What you should do
Count how many lines of the material below contain the word "sleeve". Reply with the number alone.

START Materials provided

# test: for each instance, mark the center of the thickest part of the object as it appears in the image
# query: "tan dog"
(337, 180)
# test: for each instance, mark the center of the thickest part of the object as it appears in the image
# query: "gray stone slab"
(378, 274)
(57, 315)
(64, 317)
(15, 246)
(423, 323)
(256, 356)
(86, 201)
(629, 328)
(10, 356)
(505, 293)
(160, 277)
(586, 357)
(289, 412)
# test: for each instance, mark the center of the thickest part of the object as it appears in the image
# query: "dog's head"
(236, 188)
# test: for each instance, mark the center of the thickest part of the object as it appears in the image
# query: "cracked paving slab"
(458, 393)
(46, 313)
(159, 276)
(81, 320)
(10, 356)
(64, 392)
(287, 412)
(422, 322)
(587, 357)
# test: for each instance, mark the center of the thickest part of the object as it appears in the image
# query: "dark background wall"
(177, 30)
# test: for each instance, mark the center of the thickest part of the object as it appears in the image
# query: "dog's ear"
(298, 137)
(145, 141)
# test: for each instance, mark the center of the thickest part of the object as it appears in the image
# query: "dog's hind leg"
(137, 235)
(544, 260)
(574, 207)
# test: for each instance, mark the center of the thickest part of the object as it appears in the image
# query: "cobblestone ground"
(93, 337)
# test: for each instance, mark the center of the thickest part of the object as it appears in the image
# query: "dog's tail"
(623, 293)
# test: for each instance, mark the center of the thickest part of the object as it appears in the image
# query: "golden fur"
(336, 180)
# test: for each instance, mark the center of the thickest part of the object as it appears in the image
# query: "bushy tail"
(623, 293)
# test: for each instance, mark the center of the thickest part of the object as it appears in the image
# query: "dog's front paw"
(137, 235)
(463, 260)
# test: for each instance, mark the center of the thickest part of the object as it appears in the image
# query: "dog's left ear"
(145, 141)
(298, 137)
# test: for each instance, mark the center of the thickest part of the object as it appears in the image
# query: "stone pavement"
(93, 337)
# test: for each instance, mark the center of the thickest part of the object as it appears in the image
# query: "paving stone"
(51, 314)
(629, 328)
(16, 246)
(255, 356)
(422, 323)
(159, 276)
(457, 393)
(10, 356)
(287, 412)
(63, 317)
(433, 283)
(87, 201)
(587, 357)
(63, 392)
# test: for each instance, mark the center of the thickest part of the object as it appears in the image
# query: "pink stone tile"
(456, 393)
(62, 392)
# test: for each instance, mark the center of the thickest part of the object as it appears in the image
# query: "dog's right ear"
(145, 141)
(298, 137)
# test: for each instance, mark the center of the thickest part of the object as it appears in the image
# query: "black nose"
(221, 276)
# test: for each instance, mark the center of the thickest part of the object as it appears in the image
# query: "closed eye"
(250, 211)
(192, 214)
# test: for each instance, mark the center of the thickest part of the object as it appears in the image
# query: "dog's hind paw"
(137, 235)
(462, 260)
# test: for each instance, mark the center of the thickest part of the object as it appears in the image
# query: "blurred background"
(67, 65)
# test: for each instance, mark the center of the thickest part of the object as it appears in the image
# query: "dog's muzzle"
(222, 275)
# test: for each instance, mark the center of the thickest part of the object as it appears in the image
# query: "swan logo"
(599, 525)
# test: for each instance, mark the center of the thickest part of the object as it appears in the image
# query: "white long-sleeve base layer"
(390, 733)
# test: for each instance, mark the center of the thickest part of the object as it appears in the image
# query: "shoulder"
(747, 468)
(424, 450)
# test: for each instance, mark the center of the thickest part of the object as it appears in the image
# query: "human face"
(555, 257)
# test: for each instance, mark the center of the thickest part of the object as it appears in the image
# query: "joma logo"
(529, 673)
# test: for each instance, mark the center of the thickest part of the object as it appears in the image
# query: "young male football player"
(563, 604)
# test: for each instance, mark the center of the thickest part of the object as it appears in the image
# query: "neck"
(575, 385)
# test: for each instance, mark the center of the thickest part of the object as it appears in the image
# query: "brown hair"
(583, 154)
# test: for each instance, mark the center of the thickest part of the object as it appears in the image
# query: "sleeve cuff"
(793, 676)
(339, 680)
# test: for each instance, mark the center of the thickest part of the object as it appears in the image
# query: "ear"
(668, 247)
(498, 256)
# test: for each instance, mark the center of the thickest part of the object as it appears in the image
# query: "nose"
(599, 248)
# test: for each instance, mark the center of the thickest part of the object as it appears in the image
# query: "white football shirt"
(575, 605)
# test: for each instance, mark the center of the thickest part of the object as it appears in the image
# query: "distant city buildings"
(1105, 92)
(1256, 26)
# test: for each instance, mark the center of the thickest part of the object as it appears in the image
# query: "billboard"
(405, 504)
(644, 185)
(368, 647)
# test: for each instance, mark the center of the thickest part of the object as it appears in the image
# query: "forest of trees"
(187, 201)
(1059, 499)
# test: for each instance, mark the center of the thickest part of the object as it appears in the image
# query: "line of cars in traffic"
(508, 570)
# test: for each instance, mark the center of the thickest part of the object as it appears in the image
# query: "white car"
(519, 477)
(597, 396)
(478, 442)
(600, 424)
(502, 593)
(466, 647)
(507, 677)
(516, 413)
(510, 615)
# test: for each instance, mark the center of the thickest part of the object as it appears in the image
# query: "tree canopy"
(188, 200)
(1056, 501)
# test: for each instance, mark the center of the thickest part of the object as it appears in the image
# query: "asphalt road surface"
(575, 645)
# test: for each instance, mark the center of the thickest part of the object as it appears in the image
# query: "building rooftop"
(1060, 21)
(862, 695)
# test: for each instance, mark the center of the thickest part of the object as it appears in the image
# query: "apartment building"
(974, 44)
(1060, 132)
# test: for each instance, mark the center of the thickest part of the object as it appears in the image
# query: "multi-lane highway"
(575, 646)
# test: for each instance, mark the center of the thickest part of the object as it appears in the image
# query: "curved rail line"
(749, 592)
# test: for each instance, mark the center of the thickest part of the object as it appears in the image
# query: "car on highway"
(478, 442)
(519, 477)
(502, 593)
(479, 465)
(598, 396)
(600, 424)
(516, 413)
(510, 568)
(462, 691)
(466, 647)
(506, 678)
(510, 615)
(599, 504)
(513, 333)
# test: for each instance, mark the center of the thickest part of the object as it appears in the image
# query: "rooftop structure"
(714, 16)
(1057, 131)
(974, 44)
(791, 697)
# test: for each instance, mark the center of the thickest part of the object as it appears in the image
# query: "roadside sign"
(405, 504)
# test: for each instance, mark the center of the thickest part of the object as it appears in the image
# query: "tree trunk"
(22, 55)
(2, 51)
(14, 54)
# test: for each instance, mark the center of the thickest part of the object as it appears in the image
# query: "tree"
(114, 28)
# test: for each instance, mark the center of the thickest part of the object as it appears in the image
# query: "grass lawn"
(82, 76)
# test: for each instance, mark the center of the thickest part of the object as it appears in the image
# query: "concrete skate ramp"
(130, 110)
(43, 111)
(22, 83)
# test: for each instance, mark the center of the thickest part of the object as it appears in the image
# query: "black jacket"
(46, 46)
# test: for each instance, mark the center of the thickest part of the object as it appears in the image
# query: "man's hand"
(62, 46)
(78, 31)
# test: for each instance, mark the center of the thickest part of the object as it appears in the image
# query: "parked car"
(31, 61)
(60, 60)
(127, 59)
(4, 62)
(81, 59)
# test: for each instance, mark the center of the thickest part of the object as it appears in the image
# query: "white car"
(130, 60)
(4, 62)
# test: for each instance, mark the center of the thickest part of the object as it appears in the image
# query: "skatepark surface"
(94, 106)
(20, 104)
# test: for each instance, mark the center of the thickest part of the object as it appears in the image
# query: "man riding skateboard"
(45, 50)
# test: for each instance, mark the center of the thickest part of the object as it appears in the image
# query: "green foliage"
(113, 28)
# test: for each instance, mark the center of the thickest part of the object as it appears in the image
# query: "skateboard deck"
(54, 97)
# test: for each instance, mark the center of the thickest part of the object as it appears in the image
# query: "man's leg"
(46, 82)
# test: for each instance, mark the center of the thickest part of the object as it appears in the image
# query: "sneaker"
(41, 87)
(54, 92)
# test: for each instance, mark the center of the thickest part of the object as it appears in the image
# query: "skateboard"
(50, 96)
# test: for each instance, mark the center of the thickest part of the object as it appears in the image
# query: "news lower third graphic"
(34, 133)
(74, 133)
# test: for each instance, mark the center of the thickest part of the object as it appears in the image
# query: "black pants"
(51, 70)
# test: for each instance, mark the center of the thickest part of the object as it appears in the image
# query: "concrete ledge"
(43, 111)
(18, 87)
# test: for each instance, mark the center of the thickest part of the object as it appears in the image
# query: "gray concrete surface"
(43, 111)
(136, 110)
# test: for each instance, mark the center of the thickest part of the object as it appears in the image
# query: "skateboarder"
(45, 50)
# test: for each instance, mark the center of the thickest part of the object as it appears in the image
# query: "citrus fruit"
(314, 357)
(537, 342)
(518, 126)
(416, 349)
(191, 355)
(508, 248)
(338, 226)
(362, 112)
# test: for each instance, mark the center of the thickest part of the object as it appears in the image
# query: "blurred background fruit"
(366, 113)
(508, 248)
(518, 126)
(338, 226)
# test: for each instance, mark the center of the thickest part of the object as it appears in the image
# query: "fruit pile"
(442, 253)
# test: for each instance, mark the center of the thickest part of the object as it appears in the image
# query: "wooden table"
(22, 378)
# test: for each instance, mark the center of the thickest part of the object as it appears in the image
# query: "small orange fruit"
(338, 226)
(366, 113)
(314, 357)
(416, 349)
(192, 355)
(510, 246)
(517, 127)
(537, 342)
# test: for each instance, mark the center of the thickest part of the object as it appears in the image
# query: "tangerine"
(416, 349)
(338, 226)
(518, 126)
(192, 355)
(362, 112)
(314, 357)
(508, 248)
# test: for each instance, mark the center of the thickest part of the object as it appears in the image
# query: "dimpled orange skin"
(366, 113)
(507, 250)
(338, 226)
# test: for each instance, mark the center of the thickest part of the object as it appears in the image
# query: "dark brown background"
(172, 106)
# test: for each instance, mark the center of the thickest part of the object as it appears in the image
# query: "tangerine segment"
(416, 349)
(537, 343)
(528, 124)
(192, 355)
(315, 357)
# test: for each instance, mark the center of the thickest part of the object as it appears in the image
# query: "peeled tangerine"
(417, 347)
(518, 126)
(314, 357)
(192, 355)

END Materials provided

Response for this exercise
2